■ TASKS TO COMPLETE ■
• A. Reproduce, from the productivity article, everything from "Here's what no" down to "actual business growth.".
• B. Identify every example of busy work that the productivity article gives.
• C. Render into French the following sentence from the productivity article: "We start businesses to create freedom, then trap ourselves in an endless cycle of tasks that feel urgent but ultimately don't matter."

The Truth About Those "Productive" Hours That Are Stealing Your Business Growth
By Claire Bartlett, Host of The Simplified CEO Podcast
I'll never forget the morning I realised I'd spent three hours rearranging my project management system. Three entire hours. I felt incredibly productive. I'd been busy all morning. My fingers had barely left the keyboard.
And yet, I hadn't moved my business forward even one millimetre.
That was the day I discovered that being busy and being effective in business are not just different - they're often completely opposed to each other.
Here's what no one realises when you start a business: most of what fills your working hours isn't actually work. Not the kind that matters, anyway. It's just noise dressed up as productivity, making you feel important whilst quietly sabotaging everything you're trying to achieve.
The Uncomfortable Truth About Your Working Hours
We've built an entire culture around the worship of being busy. We wear our overflowing calendars like badges of honour. We apologise for not responding instantly, as though being perpetually available proves our dedication. We've confused motion with momentum, activity with achievement, and busyness with actual business growth.
And we're drowning in it.
We start businesses to create freedom, then trap ourselves in an endless cycle of tasks that feel urgent but ultimately don't matter.
The Three Types of Work (And Why You're Probably Spending 60% of Your Time on the Wrong One)
After building a six-figure business whilst working three days a week, then teaching other entrepreneurs to do the same, I've identified that all business activities fall into three distinct categories. Understanding these categories - and more importantly, understanding where you're actually spending your time - is the difference between a business that owns you and one that serves you.
Busy Work: Where ambition goes to die
Busy work is the dangerous one because it feels legitimate. It's all those tasks that seem important in the moment but don't actually move anything forward. Checking your email for the fourteenth time today. Perfecting that Instagram caption for twenty minutes. Reorganising your file system. Researching another course you might take. Creating systems you'll never actually use.

■ RECORDS ■
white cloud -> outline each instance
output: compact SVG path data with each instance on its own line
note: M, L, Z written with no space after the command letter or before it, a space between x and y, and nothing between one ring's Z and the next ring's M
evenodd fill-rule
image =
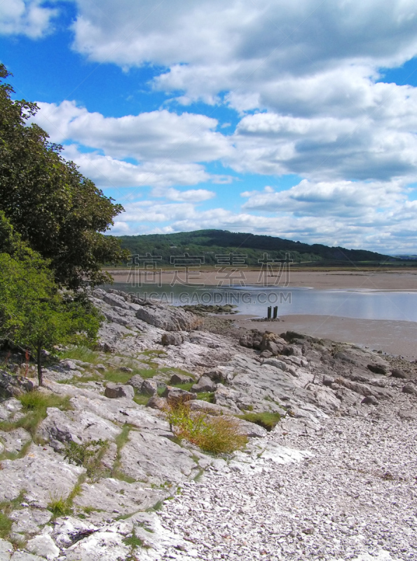
M57 10L43 0L5 0L0 3L0 34L41 37L50 29Z

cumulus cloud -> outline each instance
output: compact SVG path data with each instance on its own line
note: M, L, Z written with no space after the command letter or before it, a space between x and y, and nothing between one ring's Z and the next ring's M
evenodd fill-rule
M6 0L0 3L0 34L39 39L50 29L57 10L43 0Z

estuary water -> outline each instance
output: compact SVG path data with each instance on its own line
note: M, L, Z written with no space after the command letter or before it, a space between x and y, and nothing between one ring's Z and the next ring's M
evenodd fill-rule
M106 286L104 288L110 288ZM308 288L245 286L198 288L175 284L147 284L140 288L124 283L111 287L139 297L151 297L175 306L231 304L239 313L265 318L269 306L278 306L278 316L293 314L334 316L368 320L417 322L417 292L361 290L315 290Z

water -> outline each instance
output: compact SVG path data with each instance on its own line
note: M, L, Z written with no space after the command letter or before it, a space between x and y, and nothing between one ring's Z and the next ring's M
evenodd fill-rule
M112 286L143 297L151 296L175 306L232 304L240 313L266 317L268 306L278 306L278 316L308 314L371 320L417 322L417 292L280 288L246 286L196 289L181 285L144 285L132 288L124 283Z

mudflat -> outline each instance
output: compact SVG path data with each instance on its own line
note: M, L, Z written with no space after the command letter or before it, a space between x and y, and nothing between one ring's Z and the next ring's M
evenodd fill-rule
M207 286L226 287L232 285L233 278L237 285L239 281L251 285L263 286L267 284L272 286L284 287L311 287L318 290L330 290L335 288L362 289L376 290L417 290L417 269L402 271L399 269L360 270L357 271L297 271L289 269L288 273L283 271L281 275L264 275L259 271L239 269L242 274L236 273L235 276L225 278L224 273L219 269L203 269L201 271L190 271L187 276L188 283L205 284ZM125 283L129 279L129 271L127 270L109 270L115 282ZM148 271L148 275L151 273ZM159 273L158 273L159 274ZM175 282L175 278L184 281L184 271L162 271L160 280L163 284ZM149 277L150 280L150 277ZM158 279L156 276L156 282Z

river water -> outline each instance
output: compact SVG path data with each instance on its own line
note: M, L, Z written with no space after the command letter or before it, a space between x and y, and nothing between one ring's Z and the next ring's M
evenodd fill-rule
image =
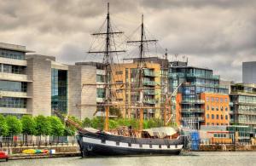
M157 165L249 165L256 166L256 152L189 152L179 156L150 156L150 157L62 157L29 160L10 160L0 162L2 166L157 166Z

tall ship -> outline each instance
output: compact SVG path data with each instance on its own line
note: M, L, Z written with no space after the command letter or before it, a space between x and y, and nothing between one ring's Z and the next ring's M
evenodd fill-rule
M175 134L175 130L166 127L166 123L170 119L167 118L166 106L171 100L172 94L166 93L166 103L162 105L164 108L164 124L165 127L152 129L143 129L143 111L151 107L143 104L143 90L147 88L143 87L143 68L144 63L143 58L144 55L145 44L148 43L156 42L156 40L148 40L144 37L144 24L143 15L142 15L141 34L140 39L137 41L129 41L127 43L137 43L139 45L139 60L137 68L137 86L132 89L137 91L137 101L132 106L126 106L136 109L137 117L139 118L139 129L135 130L131 127L126 127L126 129L119 129L118 132L112 133L109 131L109 109L110 106L115 106L115 101L113 100L113 90L114 83L111 82L112 70L111 60L113 54L122 53L124 50L116 50L113 49L113 36L122 33L121 31L113 31L110 24L109 16L109 3L108 3L108 14L106 18L106 31L97 32L93 35L104 37L104 50L89 51L90 54L103 54L103 66L105 71L104 88L106 90L106 98L101 106L105 110L105 123L103 130L94 129L83 129L76 124L71 119L66 118L66 122L79 129L77 140L79 145L81 156L118 156L118 155L178 155L183 148L183 136L177 136L172 139L172 135ZM167 64L166 64L167 65ZM167 68L167 66L166 66ZM90 84L90 86L93 86ZM177 87L178 88L178 87ZM148 88L150 89L150 88ZM173 131L174 130L174 131ZM158 136L155 136L157 134Z

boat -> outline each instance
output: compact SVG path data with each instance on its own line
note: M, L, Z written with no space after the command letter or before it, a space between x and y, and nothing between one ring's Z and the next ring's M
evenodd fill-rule
M140 62L138 63L138 103L136 106L136 109L140 112L140 125L139 131L134 132L132 129L128 128L129 135L117 135L109 132L108 121L109 121L109 106L113 105L111 99L111 86L113 83L109 80L111 76L110 66L110 54L112 53L124 52L123 50L113 50L111 49L110 37L115 34L119 34L119 31L111 31L109 22L109 3L108 3L108 14L107 14L107 30L106 31L100 33L95 33L94 35L104 35L106 36L106 43L104 51L89 51L92 54L104 54L103 65L106 72L106 83L104 83L106 89L106 100L102 105L105 107L105 125L104 130L96 130L94 129L82 129L76 124L71 119L66 118L67 123L74 125L79 129L77 140L79 145L79 149L82 157L88 156L119 156L119 155L178 155L183 148L184 137L177 136L176 139L170 139L172 135L166 134L164 136L150 135L150 132L143 130L143 64L142 62L143 54L143 44L148 42L155 42L155 40L144 39L144 26L143 16L142 17L141 25L141 39L138 41L130 41L127 43L139 43L140 48ZM90 84L91 86L91 84ZM166 96L167 97L167 96ZM166 99L167 100L167 99ZM166 113L165 113L166 115ZM165 118L166 121L166 118ZM166 122L165 122L166 123ZM168 128L168 127L166 127ZM151 132L152 133L152 132ZM155 133L155 132L154 132Z

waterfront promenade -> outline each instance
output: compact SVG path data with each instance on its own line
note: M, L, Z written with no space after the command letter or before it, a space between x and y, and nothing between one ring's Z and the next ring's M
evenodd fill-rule
M8 163L0 162L4 166L158 166L158 165L192 165L192 166L236 166L255 165L256 152L187 152L179 156L150 156L150 157L65 157L65 158L44 158L30 160L11 160Z

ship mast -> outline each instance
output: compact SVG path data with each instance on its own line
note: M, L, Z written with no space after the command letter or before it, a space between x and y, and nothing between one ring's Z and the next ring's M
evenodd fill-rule
M137 41L127 41L127 43L139 43L140 49L140 59L138 63L138 87L139 87L139 116L140 116L140 123L139 123L139 130L140 132L143 129L143 57L144 54L144 44L151 42L157 42L157 40L146 40L145 39L145 30L144 30L144 23L143 23L143 14L142 14L142 24L141 24L141 38Z
M105 107L105 124L104 130L108 131L108 123L109 123L109 107L112 105L111 103L111 62L113 58L111 57L112 53L120 53L125 52L125 50L111 50L111 37L113 37L115 34L121 34L122 31L112 31L110 17L109 17L109 3L108 3L108 13L107 13L107 28L105 32L93 33L94 36L104 35L106 36L105 41L105 50L104 51L89 51L89 54L103 54L103 66L105 70L105 90L106 97L104 101Z

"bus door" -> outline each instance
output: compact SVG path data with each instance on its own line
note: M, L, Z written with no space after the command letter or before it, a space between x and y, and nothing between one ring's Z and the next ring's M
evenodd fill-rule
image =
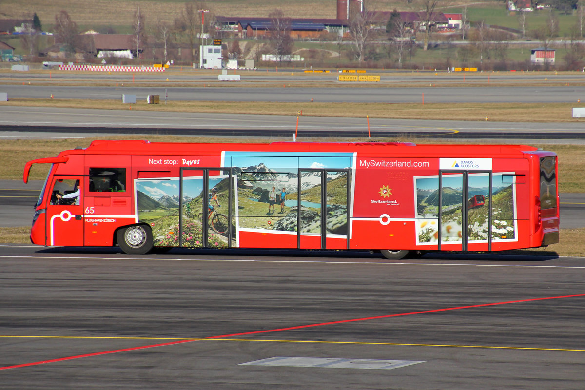
M47 206L47 244L82 246L83 182L82 176L55 176Z
M491 172L439 174L439 250L491 250Z
M237 246L233 173L231 168L181 168L179 246Z
M297 231L300 249L348 249L349 170L298 171Z

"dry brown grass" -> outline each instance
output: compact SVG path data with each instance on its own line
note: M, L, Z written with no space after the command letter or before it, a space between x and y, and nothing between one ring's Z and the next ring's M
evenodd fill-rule
M585 192L585 147L582 145L540 147L553 150L559 156L559 191Z
M0 244L29 244L30 227L0 227Z
M585 256L583 234L585 234L585 227L562 229L558 243L545 248L526 249L525 251L536 256L554 255L556 253L559 256Z
M5 105L56 108L128 109L129 105L119 100L75 100L67 99L14 98ZM279 102L172 101L167 104L149 105L138 102L133 110L178 112L214 112L243 114L269 114L315 116L347 116L372 118L433 119L435 120L484 120L493 122L556 122L585 123L585 119L572 118L570 103L298 103ZM302 120L302 119L301 119Z

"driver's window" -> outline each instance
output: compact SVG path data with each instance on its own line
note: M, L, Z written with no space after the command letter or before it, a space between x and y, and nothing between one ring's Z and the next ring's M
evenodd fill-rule
M51 204L80 204L79 183L79 180L75 179L56 180L51 193Z

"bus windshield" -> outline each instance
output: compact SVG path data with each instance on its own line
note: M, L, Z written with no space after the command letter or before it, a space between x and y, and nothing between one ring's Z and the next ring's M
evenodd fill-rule
M49 168L49 172L47 172L47 177L44 179L44 183L43 184L43 189L40 190L40 194L39 195L39 199L37 200L36 204L35 205L35 207L37 208L43 204L43 196L44 196L44 190L47 187L47 183L49 182L49 177L51 174L51 171L53 171L53 164L51 164L50 167Z

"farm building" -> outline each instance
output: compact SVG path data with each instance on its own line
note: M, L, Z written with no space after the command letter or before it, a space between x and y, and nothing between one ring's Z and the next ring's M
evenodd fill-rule
M12 61L14 57L14 47L5 42L0 42L0 56L2 61Z
M533 49L531 50L530 62L539 64L554 64L555 49L546 47Z
M317 38L324 32L342 36L349 27L347 20L339 19L286 18L287 30L293 39ZM217 16L215 29L222 36L242 39L261 37L273 25L270 18Z

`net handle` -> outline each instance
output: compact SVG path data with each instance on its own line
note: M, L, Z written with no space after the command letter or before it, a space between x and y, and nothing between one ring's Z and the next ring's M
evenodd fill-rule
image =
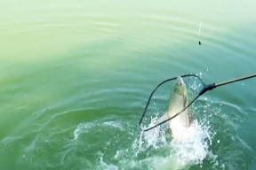
M178 116L179 114L180 114L182 112L184 112L186 109L188 109L200 96L202 96L203 94L204 94L206 91L209 91L209 90L212 90L217 87L220 87L220 86L224 86L224 85L227 85L227 84L230 84L230 83L233 83L233 82L236 82L236 81L244 81L244 80L246 80L246 79L251 79L251 78L253 78L253 77L256 77L256 73L253 73L253 74L251 74L251 75L247 75L247 76L244 76L244 77L240 77L240 78L236 78L236 79L232 79L232 80L229 80L229 81L223 81L223 82L219 82L219 83L212 83L212 84L208 84L208 85L205 85L204 83L204 81L201 80L201 78L196 74L186 74L186 75L181 75L180 77L188 77L188 76L194 76L194 77L197 77L200 81L202 82L202 84L204 85L204 89L199 92L199 94L182 110L180 111L180 112L177 112L175 115L172 116L171 118L168 118L167 120L164 120L164 121L161 121L159 123L157 123L156 125L154 125L150 128L148 128L146 129L142 129L141 127L140 127L140 124L143 120L143 118L145 117L145 114L146 114L146 112L147 112L147 109L148 107L148 104L150 103L150 100L152 98L152 96L153 94L155 93L155 91L161 86L163 85L164 83L167 82L167 81L173 81L175 79L177 79L177 77L174 77L174 78L172 78L172 79L167 79L164 81L162 81L160 84L158 84L156 86L156 88L152 91L152 93L150 94L149 96L149 98L148 100L148 103L146 104L146 107L144 109L144 112L142 113L142 116L140 118L140 123L139 123L139 127L140 127L140 131L148 131L148 130L151 130L152 128L155 128L156 127L158 127L169 120L171 120L172 119L175 118L176 116Z

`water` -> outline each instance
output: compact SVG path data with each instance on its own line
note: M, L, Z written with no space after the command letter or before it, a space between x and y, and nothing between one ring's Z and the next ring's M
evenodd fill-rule
M255 73L255 6L2 0L0 169L180 168L172 151L186 147L168 129L136 149L148 97L184 73L211 83ZM256 168L255 83L199 98L193 114L211 143L181 169Z

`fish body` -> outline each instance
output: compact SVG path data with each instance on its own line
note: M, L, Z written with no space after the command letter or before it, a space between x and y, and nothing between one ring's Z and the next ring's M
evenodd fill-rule
M171 95L169 109L167 112L168 118L171 118L182 111L188 104L188 90L184 81L181 77L177 78L174 89ZM185 130L189 127L189 117L188 109L180 114L171 120L170 128L174 139L182 140Z

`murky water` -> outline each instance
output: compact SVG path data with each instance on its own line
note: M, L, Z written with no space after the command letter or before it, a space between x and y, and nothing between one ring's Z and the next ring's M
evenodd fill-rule
M175 154L191 148L168 129L148 145L138 127L167 78L255 73L254 1L2 0L0 9L0 169L256 168L255 78L193 105L202 160L180 166Z

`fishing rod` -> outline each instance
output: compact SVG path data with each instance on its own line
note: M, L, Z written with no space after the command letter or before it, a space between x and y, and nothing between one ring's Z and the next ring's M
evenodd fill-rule
M201 91L198 93L198 95L186 106L183 108L183 110L181 110L180 112L177 112L176 114L174 114L173 116L166 119L165 120L163 120L150 128L148 128L146 129L142 129L140 125L141 125L141 122L143 120L143 118L145 117L145 114L146 114L146 112L147 112L147 109L148 107L148 104L150 103L150 100L152 98L152 96L153 94L155 93L155 91L160 87L162 86L163 84L164 84L165 82L167 81L173 81L173 80L176 80L177 77L174 77L174 78L172 78L172 79L167 79L164 81L162 81L161 83L159 83L156 88L151 92L149 97L148 97L148 103L146 104L146 107L144 109L144 112L141 115L141 118L140 120L140 122L139 122L139 127L140 127L140 131L148 131L148 130L151 130L152 128L155 128L156 127L158 127L167 121L169 121L170 120L175 118L176 116L178 116L179 114L180 114L182 112L184 112L186 109L188 109L200 96L204 95L205 92L209 91L209 90L212 90L215 88L218 88L220 86L224 86L224 85L227 85L227 84L230 84L230 83L233 83L233 82L236 82L236 81L244 81L244 80L246 80L246 79L251 79L251 78L253 78L253 77L256 77L256 73L253 73L252 75L247 75L247 76L244 76L244 77L240 77L240 78L236 78L236 79L232 79L232 80L228 80L228 81L223 81L223 82L218 82L218 83L212 83L212 84L205 84L199 76L196 75L196 74L185 74L185 75L181 75L180 77L184 78L184 77L188 77L188 76L192 76L192 77L196 77L196 78L198 78L198 80L201 81L201 83L203 84L203 89L201 89Z

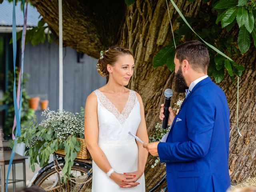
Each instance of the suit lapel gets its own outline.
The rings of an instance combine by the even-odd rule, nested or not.
[[[185,99],[185,100],[184,100],[184,101],[183,101],[183,102],[182,102],[182,104],[181,105],[181,106],[180,106],[180,110],[179,110],[179,112],[178,113],[178,114],[177,115],[176,115],[176,116],[175,116],[175,117],[174,118],[174,119],[173,120],[173,121],[172,122],[172,125],[171,126],[171,128],[170,128],[170,131],[169,132],[169,134],[168,134],[168,136],[167,136],[167,138],[166,138],[166,141],[168,140],[168,138],[169,138],[169,136],[170,134],[170,133],[171,132],[171,131],[172,129],[172,127],[173,127],[173,126],[174,126],[174,124],[176,122],[176,120],[177,119],[177,118],[178,118],[178,116],[179,113],[180,113],[180,112],[181,110],[182,110],[182,107],[183,106],[184,106],[184,105],[185,104],[186,102],[187,102],[187,101],[188,100],[188,99],[189,98],[189,97],[190,97],[190,96],[193,94],[193,93],[194,93],[195,91],[196,91],[196,90],[198,88],[200,87],[201,86],[202,86],[203,85],[204,85],[204,84],[206,84],[207,83],[209,83],[210,82],[212,82],[212,80],[209,77],[208,77],[207,78],[206,78],[205,79],[203,79],[202,81],[199,82],[197,84],[196,84],[196,86],[194,86],[194,87],[192,90],[192,91],[191,91],[189,93],[189,94],[188,95],[188,96],[187,96],[187,98]]]

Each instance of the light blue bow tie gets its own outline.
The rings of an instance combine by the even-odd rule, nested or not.
[[[186,89],[185,90],[185,98],[186,98],[188,95],[189,94],[188,89]]]

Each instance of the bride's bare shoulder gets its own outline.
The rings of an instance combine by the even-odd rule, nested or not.
[[[94,92],[90,93],[86,98],[86,104],[92,105],[97,104],[97,96]]]
[[[141,96],[140,96],[140,94],[139,94],[138,92],[136,92],[135,91],[133,91],[135,92],[135,94],[136,94],[136,96],[137,96],[137,98],[138,98],[138,100],[139,100],[139,101],[141,101],[141,102],[142,102],[142,99],[141,98]]]

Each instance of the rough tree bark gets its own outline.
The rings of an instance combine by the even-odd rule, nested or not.
[[[58,36],[58,1],[31,1]],[[63,44],[96,58],[101,50],[116,44],[132,50],[136,65],[128,88],[142,98],[148,133],[152,136],[155,124],[160,121],[158,112],[164,101],[163,91],[172,87],[174,76],[166,66],[154,68],[152,64],[154,55],[172,38],[166,2],[137,0],[127,7],[124,1],[63,1]],[[168,1],[175,30],[179,27],[176,19],[178,14]],[[201,8],[201,0],[193,3],[175,1],[186,16],[196,17]],[[237,29],[232,35],[237,36],[238,32]],[[230,34],[223,32],[222,35]],[[238,121],[242,137],[238,136],[236,127],[236,84],[226,75],[219,85],[226,94],[230,110],[230,169],[233,182],[256,174],[256,149],[254,147],[256,144],[256,50],[252,48],[242,57],[234,58],[246,68],[239,86]],[[180,95],[174,94],[173,101]],[[163,165],[150,168],[154,159],[150,156],[146,169],[146,186],[149,188],[164,174]]]

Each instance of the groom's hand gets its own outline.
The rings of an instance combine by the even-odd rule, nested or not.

■ THE SOLUTIONS ■
• A.
Here's what no one realises when you start a business: most of what fills your working hours isn't actually work. Not the kind that matters, anyway. It's just noise dressed up as productivity, making you feel important whilst quietly sabotaging everything you're trying to achieve.
The Uncomfortable Truth About Your Working Hours
We've built an entire culture around the worship of being busy. We wear our overflowing calendars like badges of honour. We apologise for not responding instantly, as though being perpetually available proves our dedication. We've confused motion with momentum, activity with achievement, and busyness with actual business growth.

• B.
- Checking your email for the fourteenth time today
- Perfecting that Instagram caption for twenty minutes
- Reorganising your file system
- Researching another course you might take
- Creating systems you'll never actually use

• C. Nous créons des entreprises pour gagner en liberté, puis nous nous enfermons dans un cycle sans fin de tâches qui semblent urgentes mais qui, en définitive, n'ont aucune importance.